■ Directions for this task:
Once the line containing "# point: gray" is found, copy that line and all remaining lines of the records exactly, including the last one, and add nothing.

Stored items:
+-------+
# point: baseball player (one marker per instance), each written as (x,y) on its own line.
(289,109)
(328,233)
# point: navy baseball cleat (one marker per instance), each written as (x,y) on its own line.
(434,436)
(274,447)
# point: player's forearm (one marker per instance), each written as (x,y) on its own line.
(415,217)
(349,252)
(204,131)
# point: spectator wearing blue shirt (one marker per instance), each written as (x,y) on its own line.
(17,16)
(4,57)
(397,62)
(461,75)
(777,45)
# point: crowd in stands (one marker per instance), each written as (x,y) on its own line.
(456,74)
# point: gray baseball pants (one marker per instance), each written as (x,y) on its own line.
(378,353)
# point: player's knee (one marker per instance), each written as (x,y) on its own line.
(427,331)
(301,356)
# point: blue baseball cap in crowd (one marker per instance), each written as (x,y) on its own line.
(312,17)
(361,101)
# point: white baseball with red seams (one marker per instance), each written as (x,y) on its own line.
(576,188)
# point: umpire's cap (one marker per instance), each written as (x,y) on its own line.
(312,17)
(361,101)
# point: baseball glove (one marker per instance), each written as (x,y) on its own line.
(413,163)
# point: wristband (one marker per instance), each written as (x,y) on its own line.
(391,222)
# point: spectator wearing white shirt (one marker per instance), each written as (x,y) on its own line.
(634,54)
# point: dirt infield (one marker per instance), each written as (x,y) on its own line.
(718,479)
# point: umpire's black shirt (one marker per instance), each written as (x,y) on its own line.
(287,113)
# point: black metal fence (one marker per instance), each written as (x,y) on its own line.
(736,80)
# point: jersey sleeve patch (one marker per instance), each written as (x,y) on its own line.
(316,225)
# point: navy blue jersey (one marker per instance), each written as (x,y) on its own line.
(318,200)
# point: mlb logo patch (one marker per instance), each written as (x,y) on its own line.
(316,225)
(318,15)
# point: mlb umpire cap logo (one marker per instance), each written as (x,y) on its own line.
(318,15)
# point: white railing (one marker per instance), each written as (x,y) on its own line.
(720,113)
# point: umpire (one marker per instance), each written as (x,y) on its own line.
+-------+
■ Task solution:
# point: gray baseball pants (one marker per instance), each written as (x,y) on its own line.
(378,353)
# point: player's knee (one marker per instance), each written as (x,y) on its own line.
(427,331)
(301,356)
# point: blue baseball cap in crowd (one marker per instance), each written as (x,y) on its own line.
(312,17)
(361,101)
# point: white baseball with red seams (one marker per instance), each written as (x,y) on its own line.
(576,188)
# point: umpire's cap (one marker per instance), each written as (x,y) on its own line.
(312,17)
(361,101)
# point: baseball glove (one marker per instance), each written as (x,y) on its own line.
(413,163)
# point: wristband (one marker per instance), each written as (x,y) on its own line.
(391,222)
# point: spectator wearing white shirt (one marker per instance), each written as (x,y) on its own line.
(634,54)
# point: dirt infield (one marker per instance), each written as (x,y) on its own line.
(718,479)
# point: umpire's black shirt (one marker per instance), each written as (x,y) on its own line.
(287,113)
# point: black metal fence (one marker per instance), each written as (x,y) on its own line.
(736,80)
# point: jersey sleeve patch (one marker per instance), each written as (x,y) on its own line.
(316,225)
# point: navy blue jersey (one marker per instance), each written as (x,y) on its own line.
(318,200)
# point: mlb logo patch (one marker per instance), each written as (x,y) on its own line.
(316,225)
(318,15)
# point: mlb umpire cap logo (one marker per instance), each written as (x,y) on its own line.
(318,15)
# point: white railing (one marker per instance), each written as (x,y) on its own line.
(720,113)
# point: umpire (one marker per instance), each written as (x,y) on its own line.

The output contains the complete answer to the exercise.